Capital Markets: Ballhootin’ times ahead

I’ve been thinking about ballhootin’ lately. Where I live among the steep slopes of the Southern Appalachian Mountains, folks have a word for that sickening sensation when your car starts sliding inexorably down an icy mountain road: ballhootin’. It expresses both the giddy excitement and grim inevitability of an uncertain outcome beyond human control.

This colorful regionalism is derived from the area’s lumbering legacy when trees cut high up the steep mountain slopes would be trimmed of protruding branches, their business ends rounded and, once winter delivered frozen ground and a lubricating blanket of snow, the logs would be sent ballhootin’ down the mountain. When logs were on their way, lumbermen would shout out ‘Ballhootin’!’ as a warning to those down the mountain.

It’s a term IROs may want to remember when thinking about the market environment over the next few years. With the slim Brexit victory and the unpredicted US election of Donald Trump, voters in the two largest global financial markets have set in motion significant changes in the international order. We’re still waiting for the full implications of each to land but the markets did what markets do: they reacted immediately. The pound fell and global markets swooned following the Brexit vote.

What to do:
Please copy the stretch from "Capital Markets: Ballhootin’" through "beyond human control." in the ballhootin' piece above. The rows have nothing to do with the ballhootin' piece above.

Records shown:
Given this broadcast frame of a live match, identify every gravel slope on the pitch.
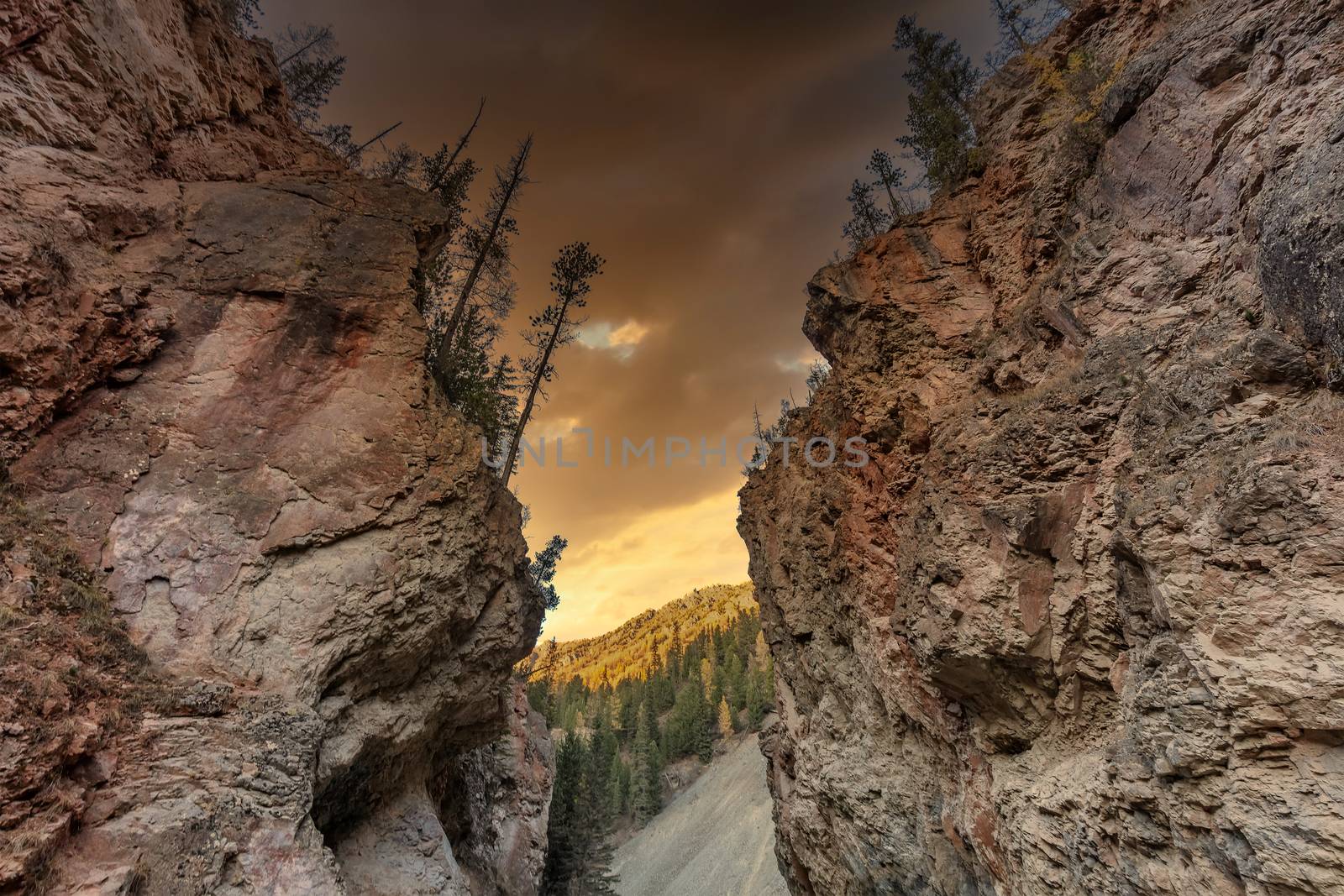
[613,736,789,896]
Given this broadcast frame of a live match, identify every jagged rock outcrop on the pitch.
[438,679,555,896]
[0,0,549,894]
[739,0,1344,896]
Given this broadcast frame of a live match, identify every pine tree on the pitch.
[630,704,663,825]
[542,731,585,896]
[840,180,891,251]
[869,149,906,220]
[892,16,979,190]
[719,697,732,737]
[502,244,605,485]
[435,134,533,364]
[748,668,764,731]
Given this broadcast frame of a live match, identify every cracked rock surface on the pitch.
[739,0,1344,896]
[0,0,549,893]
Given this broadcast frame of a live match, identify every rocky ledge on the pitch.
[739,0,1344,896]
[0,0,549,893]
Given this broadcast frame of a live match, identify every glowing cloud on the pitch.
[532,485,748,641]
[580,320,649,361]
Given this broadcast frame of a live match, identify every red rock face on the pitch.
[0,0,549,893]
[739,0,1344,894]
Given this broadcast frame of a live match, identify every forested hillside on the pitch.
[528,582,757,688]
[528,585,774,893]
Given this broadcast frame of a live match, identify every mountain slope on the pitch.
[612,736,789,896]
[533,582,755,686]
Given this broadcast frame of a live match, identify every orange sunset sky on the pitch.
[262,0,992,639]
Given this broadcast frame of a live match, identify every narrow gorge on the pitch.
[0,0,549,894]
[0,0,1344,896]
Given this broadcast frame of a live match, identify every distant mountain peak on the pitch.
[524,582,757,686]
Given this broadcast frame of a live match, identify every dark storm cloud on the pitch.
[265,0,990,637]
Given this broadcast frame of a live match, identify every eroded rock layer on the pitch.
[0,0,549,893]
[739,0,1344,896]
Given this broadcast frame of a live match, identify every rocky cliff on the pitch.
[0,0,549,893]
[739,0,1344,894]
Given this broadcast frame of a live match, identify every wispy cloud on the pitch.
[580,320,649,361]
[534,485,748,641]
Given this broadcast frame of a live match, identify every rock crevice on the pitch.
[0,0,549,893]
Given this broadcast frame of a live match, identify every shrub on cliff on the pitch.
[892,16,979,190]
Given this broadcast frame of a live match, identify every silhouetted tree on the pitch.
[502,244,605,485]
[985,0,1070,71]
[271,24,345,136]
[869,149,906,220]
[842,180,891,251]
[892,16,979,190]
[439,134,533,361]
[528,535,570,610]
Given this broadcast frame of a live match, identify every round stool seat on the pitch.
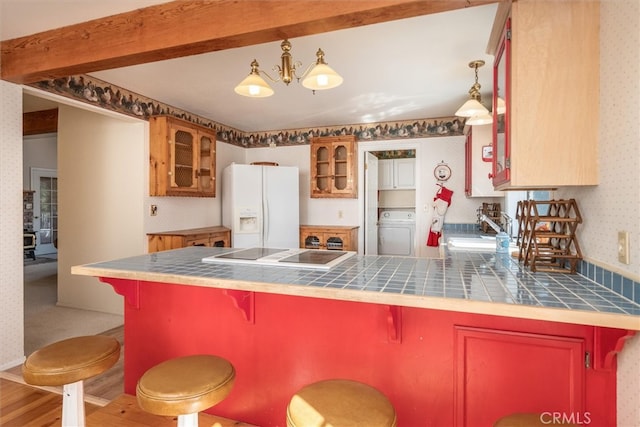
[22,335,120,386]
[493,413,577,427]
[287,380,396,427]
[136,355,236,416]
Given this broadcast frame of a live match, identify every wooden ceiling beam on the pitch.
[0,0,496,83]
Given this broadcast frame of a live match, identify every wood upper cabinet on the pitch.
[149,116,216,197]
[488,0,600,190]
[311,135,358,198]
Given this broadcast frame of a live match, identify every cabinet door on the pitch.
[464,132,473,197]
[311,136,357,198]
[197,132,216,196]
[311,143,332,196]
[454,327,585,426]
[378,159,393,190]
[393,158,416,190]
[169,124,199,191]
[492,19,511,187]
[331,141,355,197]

Answer to this problem:
Capital Markets: Ballhootin’ times ahead

I’ve been thinking about ballhootin’ lately. Where I live among the steep slopes of the Southern Appalachian Mountains, folks have a word for that sickening sensation when your car starts sliding inexorably down an icy mountain road: ballhootin’. It expresses both the giddy excitement and grim inevitability of an uncertain outcome beyond human control.